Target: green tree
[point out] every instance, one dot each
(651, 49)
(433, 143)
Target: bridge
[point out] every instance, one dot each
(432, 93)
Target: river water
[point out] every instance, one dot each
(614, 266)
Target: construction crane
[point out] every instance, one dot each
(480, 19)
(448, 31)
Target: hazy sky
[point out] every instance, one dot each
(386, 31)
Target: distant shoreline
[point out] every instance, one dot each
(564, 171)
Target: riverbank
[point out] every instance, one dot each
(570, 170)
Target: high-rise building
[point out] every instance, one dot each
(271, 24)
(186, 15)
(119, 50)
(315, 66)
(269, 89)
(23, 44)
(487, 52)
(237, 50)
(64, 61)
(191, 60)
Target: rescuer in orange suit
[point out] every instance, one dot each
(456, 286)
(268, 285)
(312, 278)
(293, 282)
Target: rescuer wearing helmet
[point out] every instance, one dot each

========================

Required task
Recast every line of the entries above as a Markdown table with two columns, Row for the row number and Content for the line, and leave out any blank lines.

Written response
| Row | Content |
|---|---|
| 1 | Target: green tree |
| 2 | [point out] every instance, one dot each |
| 3 | (651, 49) |
| 4 | (433, 143) |
| 5 | Target: bridge |
| 6 | [point out] every instance, one dot each |
| 7 | (432, 93) |
| 8 | Target: river water |
| 9 | [point out] every instance, one dot each |
| 10 | (614, 266) |
| 11 | Target: construction crane |
| 12 | [point out] every instance, one dot each |
| 13 | (480, 19) |
| 14 | (448, 31) |
| 15 | Target: hazy sky |
| 16 | [point out] every instance, one dot each |
| 17 | (386, 31) |
| 18 | Target: distant shoreline |
| 19 | [point out] every instance, one dot each |
| 20 | (564, 171) |
| 21 | Target: riverbank |
| 22 | [point out] every instance, one dot each |
| 23 | (570, 170) |
| 24 | Target: high-rise building |
| 25 | [point out] every instance, one dot each |
| 26 | (271, 24) |
| 27 | (186, 15) |
| 28 | (119, 50) |
| 29 | (315, 66) |
| 30 | (269, 89) |
| 31 | (23, 44) |
| 32 | (487, 52) |
| 33 | (237, 50) |
| 34 | (64, 61) |
| 35 | (191, 60) |
| 36 | Target: rescuer in orange suit |
| 37 | [point out] every instance, one dot each |
| 38 | (456, 286) |
| 39 | (268, 285) |
| 40 | (312, 278) |
| 41 | (293, 282) |
| 42 | Target: rescuer wearing helmet |
| 43 | [point out] every instance, one dot each |